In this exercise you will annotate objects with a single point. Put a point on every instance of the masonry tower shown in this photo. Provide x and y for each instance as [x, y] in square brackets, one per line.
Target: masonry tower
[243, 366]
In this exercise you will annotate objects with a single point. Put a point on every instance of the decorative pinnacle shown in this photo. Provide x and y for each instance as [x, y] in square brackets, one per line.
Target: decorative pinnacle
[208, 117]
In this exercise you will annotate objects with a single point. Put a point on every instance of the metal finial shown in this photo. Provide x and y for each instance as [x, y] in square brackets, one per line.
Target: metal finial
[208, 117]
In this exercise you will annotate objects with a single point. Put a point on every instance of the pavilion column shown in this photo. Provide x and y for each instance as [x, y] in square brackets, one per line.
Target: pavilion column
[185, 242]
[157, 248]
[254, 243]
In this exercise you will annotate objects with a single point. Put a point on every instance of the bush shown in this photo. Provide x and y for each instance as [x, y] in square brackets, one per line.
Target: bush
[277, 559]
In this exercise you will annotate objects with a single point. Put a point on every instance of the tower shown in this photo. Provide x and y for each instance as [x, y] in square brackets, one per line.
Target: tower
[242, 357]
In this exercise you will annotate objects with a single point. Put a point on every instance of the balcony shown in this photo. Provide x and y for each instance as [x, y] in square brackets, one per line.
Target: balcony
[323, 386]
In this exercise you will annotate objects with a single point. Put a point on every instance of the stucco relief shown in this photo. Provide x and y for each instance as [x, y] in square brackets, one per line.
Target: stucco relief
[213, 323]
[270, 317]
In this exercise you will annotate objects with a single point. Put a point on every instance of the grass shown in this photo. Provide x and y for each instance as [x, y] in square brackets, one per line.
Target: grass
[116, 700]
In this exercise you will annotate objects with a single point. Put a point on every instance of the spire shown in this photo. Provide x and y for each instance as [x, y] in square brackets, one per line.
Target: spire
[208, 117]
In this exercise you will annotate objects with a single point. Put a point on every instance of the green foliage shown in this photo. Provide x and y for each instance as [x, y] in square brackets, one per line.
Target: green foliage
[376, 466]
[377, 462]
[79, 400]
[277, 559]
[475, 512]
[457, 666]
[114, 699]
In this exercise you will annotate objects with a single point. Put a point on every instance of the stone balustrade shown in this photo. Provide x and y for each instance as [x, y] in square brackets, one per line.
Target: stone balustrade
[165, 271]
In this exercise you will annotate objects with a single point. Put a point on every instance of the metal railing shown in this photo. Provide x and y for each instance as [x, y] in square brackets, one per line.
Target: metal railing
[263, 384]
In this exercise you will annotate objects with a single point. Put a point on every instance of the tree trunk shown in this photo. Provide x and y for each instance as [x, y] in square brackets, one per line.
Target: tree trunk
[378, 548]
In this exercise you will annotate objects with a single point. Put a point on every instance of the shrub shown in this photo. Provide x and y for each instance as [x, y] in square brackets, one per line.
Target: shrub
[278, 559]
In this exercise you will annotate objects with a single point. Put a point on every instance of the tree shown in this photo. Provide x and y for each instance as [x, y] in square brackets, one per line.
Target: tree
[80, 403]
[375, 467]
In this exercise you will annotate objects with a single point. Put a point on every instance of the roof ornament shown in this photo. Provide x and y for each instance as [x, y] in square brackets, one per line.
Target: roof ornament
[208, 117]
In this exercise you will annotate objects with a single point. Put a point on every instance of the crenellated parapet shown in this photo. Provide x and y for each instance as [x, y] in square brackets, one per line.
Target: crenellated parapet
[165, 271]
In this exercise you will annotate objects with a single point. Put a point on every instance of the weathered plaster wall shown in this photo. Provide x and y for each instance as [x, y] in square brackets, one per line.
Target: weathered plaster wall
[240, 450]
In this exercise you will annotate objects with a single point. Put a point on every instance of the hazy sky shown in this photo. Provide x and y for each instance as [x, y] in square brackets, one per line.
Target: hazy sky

- [Exercise]
Rewrite every item above as a numbered list, omitting any blank lines.

- [The reply]
1. In this exercise you will annotate objects with a single point. Put a point on every instance of the masonry tower shown in this photo. Provide x and y for each instance as [x, y] in square brackets, one per line.
2. Target: masonry tower
3. [243, 366]
4. In this exercise you will annotate objects with a single point. Put a point on every instance of the decorative pinnacle shown in this photo. Provide x and y for each instance as [x, y] in square brackets, one per line.
5. Target: decorative pinnacle
6. [208, 117]
7. In this exercise you will annotate objects with a single point. Put a point on every instance of the metal finial shown in this photo. Provide x and y for each instance as [x, y] in square brackets, one per line.
8. Target: metal finial
9. [208, 117]
10. In this exercise you will annotate objects with a single point. Put a point on every instance of the pavilion column shown in this photo. Provide x and y for each instance as [x, y] in square brackets, one per line.
11. Target: pavilion column
12. [185, 242]
13. [157, 248]
14. [254, 243]
15. In this exercise you will annotate objects with a single point. Put a point on every instance of the bush shown in this photo. Provide x and y for each instance as [x, y] in square brackets, one per line.
16. Target: bush
17. [277, 559]
18. In this exercise you will annotate objects with a single point. Put a point on every instance of the tower shown in this photo. Provide x and y for each instance as [x, y] in square brackets, one per line.
19. Target: tower
20. [242, 357]
21. In this exercise you will annotate objects with a single point. Put a point on every instance of the balcony shown in this photo. Provide x and y for each instance as [x, y] in square brackets, one per line.
22. Target: balcony
23. [323, 386]
24. In this exercise you will annotate objects with a single point. Put a point on every instance of the stucco relief shown in this photo. Provide x and y for each instance as [x, y] in square brackets, one per line.
25. Target: stucco relief
26. [213, 323]
27. [270, 317]
28. In this exercise you will annotate objects with a single point. Put a point on every instance of the grass shown in this photo. Provide x and y for each instance as [x, y] in square brackets, one per line.
29. Target: grass
30. [116, 700]
31. In this exercise you will annotate objects with a single point. Put a point on every instance of the spire shown in this photo. Provide x and y for each instance as [x, y] in square brackets, one per line.
32. Target: spire
33. [208, 117]
34. In this exercise you will annotate objects with a single point. Put a point on every instance of the green foliage shown in this photo. Provide x and y for each instance as [x, y] in square brackets, one per line.
35. Target: green foliage
36. [376, 466]
37. [377, 462]
38. [79, 400]
39. [277, 559]
40. [475, 512]
41. [457, 666]
42. [114, 699]
43. In this exercise you will annotate objects with a single point. Put a point on every instance of the stone balustrade shown in this photo. Provide x and y for each instance as [x, y] in square brackets, one per line.
44. Target: stone balustrade
45. [165, 271]
46. In this exercise you will annotate objects with a single point. Put a point on every instance of the metal railing shown in this photo. Provide x and y for each instance as [x, y] in square brackets, one per line.
47. Target: metal railing
48. [263, 384]
49. In this exercise you will annotate objects with a single point. Put a point on every instance of the tree trunk shown in this photo. Provide x and y for each instance as [x, y] in square brackets, one per line.
50. Target: tree trunk
51. [378, 548]
52. In this exercise you will annotate objects with a single point. Put a point on every instance of the shrub shown in this photo. Provide x and y for each instance as [x, y] in square brackets, one per line.
53. Target: shrub
54. [278, 559]
55. In this exercise you will annotate objects with a single point. Put a point on every instance of the tree shown in this photo. Provide x and y for each instance as [x, y] in square brackets, one per line.
56. Target: tree
57. [80, 403]
58. [375, 467]
59. In this exercise you will annotate objects with a single point. Put a point on every instance of the roof ornament shown in this photo. Provide x and y for each instance as [x, y] in square brackets, one per line.
60. Target: roof ornament
61. [208, 117]
62. In this exercise you will annotate objects with a single point. Put a point on every instance of the crenellated parapet shown in this photo. Provide x and y for each instance as [x, y] in square brackets, one per line.
63. Target: crenellated parapet
64. [165, 271]
65. In this exercise you will annotate objects with a single point. Put a point on every instance of the weathered plaster wall shown in this photo. Provide x and y for each instance as [x, y] in square brackets, one per line.
66. Target: weathered plaster wall
67. [240, 450]
68. In this exercise you will annotate objects with a single point. Put a point on every instance of the hazy sky shown in this photo. Provide x and y for each instance as [x, y] in square brackets, one per line.
69. Target: hazy sky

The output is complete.